··· Data for processing

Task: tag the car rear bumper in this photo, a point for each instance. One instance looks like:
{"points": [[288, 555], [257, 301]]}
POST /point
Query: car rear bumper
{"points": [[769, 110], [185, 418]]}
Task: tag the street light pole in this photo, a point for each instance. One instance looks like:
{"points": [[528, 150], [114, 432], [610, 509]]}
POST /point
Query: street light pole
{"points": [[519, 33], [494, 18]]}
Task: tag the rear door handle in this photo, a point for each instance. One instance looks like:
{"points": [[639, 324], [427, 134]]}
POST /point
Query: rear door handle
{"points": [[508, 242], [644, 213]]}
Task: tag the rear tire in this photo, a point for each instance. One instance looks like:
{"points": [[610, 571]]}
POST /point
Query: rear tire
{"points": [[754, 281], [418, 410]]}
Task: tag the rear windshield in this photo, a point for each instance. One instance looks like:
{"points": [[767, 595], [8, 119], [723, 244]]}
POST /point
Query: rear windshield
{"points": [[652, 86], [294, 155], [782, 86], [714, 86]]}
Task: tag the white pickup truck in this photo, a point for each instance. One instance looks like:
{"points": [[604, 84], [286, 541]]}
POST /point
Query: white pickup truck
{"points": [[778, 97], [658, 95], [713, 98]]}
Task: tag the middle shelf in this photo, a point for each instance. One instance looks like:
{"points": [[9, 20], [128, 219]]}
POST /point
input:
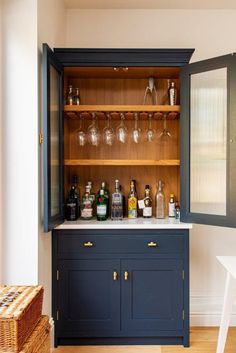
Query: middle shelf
{"points": [[122, 162]]}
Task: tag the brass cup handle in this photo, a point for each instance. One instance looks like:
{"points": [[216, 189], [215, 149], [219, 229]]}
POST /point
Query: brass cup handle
{"points": [[115, 276], [88, 244], [152, 244]]}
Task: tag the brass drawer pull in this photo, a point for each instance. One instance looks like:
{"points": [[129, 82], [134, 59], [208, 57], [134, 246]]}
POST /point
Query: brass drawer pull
{"points": [[115, 276], [152, 244], [88, 244]]}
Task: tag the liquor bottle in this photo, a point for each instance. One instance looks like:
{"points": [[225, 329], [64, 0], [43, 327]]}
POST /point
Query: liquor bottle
{"points": [[87, 205], [160, 201], [76, 98], [72, 209], [117, 203], [102, 203], [172, 93], [132, 201], [70, 96], [171, 206], [147, 210]]}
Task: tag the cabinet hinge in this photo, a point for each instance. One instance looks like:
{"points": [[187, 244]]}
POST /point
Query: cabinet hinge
{"points": [[40, 138]]}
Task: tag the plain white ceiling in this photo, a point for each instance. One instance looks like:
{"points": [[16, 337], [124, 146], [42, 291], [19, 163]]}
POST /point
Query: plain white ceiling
{"points": [[150, 4]]}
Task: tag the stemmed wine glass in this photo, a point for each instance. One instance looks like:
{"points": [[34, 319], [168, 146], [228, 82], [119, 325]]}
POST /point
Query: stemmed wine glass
{"points": [[108, 132], [93, 131], [150, 133], [121, 130], [165, 133], [136, 132], [81, 134]]}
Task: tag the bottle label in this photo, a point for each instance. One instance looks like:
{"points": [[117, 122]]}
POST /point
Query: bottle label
{"points": [[147, 212], [101, 210], [171, 209]]}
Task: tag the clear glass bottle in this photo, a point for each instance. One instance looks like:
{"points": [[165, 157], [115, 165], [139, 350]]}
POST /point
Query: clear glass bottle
{"points": [[117, 203], [172, 206], [87, 205], [102, 205], [76, 98], [160, 201], [70, 96], [147, 210], [132, 201]]}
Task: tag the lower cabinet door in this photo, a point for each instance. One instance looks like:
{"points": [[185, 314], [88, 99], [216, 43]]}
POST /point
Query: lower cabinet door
{"points": [[88, 297], [152, 296]]}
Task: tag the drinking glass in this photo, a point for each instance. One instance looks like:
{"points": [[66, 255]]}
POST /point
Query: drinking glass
{"points": [[108, 132], [150, 133], [165, 133], [136, 132], [93, 131], [121, 130], [81, 134]]}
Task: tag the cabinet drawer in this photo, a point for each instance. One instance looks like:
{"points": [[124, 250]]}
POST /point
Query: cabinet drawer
{"points": [[114, 243]]}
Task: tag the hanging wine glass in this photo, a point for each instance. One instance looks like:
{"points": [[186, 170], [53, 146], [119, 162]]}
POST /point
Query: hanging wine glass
{"points": [[81, 134], [165, 133], [150, 133], [121, 130], [108, 132], [136, 132], [93, 131]]}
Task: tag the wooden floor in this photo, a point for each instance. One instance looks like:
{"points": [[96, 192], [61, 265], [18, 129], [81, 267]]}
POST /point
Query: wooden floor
{"points": [[202, 340]]}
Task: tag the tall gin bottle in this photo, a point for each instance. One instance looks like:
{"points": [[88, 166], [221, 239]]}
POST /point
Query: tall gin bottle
{"points": [[160, 201], [117, 203]]}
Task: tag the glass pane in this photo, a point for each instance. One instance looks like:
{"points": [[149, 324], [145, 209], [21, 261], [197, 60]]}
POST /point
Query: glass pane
{"points": [[54, 140], [208, 123]]}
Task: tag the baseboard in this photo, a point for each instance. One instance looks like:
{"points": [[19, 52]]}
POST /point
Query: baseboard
{"points": [[205, 310]]}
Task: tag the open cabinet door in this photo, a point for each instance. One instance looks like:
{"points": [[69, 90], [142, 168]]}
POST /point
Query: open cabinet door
{"points": [[208, 142], [53, 139]]}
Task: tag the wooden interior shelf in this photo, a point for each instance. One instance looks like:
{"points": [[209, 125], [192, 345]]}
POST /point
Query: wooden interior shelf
{"points": [[171, 112], [122, 162]]}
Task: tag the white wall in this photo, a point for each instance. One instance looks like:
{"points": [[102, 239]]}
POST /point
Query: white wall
{"points": [[211, 33], [19, 142], [51, 30]]}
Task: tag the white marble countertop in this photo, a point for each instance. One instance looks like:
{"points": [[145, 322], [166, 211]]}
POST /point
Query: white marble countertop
{"points": [[139, 223]]}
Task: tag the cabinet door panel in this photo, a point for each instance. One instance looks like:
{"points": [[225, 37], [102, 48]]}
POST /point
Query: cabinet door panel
{"points": [[208, 153], [152, 296], [89, 297], [53, 139]]}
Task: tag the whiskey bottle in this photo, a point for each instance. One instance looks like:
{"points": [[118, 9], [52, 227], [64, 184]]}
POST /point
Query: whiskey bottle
{"points": [[171, 206], [87, 205], [102, 203], [70, 96], [117, 203], [147, 210], [132, 201], [160, 201]]}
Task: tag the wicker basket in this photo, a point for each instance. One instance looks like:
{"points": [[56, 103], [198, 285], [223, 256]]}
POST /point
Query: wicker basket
{"points": [[39, 340], [20, 310]]}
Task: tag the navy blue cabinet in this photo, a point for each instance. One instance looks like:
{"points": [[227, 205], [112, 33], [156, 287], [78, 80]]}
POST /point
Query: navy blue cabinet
{"points": [[133, 289]]}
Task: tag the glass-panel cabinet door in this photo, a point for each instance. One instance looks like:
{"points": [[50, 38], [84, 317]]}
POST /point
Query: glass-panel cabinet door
{"points": [[53, 139], [207, 138]]}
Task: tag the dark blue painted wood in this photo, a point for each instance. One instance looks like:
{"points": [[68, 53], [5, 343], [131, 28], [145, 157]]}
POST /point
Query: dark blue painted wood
{"points": [[152, 296], [229, 62], [50, 61], [149, 305], [123, 57], [88, 297]]}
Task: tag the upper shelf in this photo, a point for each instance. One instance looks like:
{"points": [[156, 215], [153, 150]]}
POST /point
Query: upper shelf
{"points": [[171, 112]]}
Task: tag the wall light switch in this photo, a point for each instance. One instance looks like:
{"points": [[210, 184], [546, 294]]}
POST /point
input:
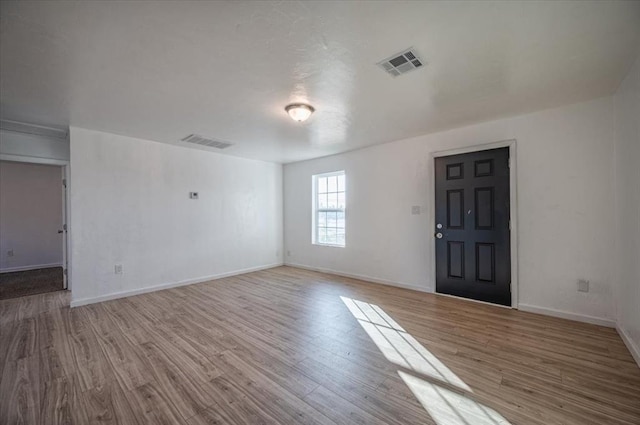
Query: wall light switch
{"points": [[583, 285]]}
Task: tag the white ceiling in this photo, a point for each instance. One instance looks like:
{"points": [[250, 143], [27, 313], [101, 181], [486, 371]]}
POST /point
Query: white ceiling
{"points": [[226, 70]]}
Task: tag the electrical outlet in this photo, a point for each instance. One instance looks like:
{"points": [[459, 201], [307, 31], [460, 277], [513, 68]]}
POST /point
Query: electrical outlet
{"points": [[583, 285]]}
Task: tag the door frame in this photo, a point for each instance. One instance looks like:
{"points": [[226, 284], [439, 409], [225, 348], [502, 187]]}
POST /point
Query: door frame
{"points": [[66, 205], [513, 207]]}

······

● Work required: Copy exactly the lines that run from the one containing "Task: tag the electrical" to the last line of the listing, both included, and nothing more.

● Expected output:
Task: tag the electrical outlet in this photo, a point for each instance. One instance looks like:
{"points": [[459, 201], [307, 31], [460, 277], [513, 68]]}
POST /point
Query: electrical outlet
{"points": [[583, 285]]}
Task: tag the door frame in this photo, a point for each instance. One instance looks like:
{"points": [[226, 284], [439, 409], [225, 348], [502, 187]]}
POST /point
Query: door frame
{"points": [[66, 205], [513, 207]]}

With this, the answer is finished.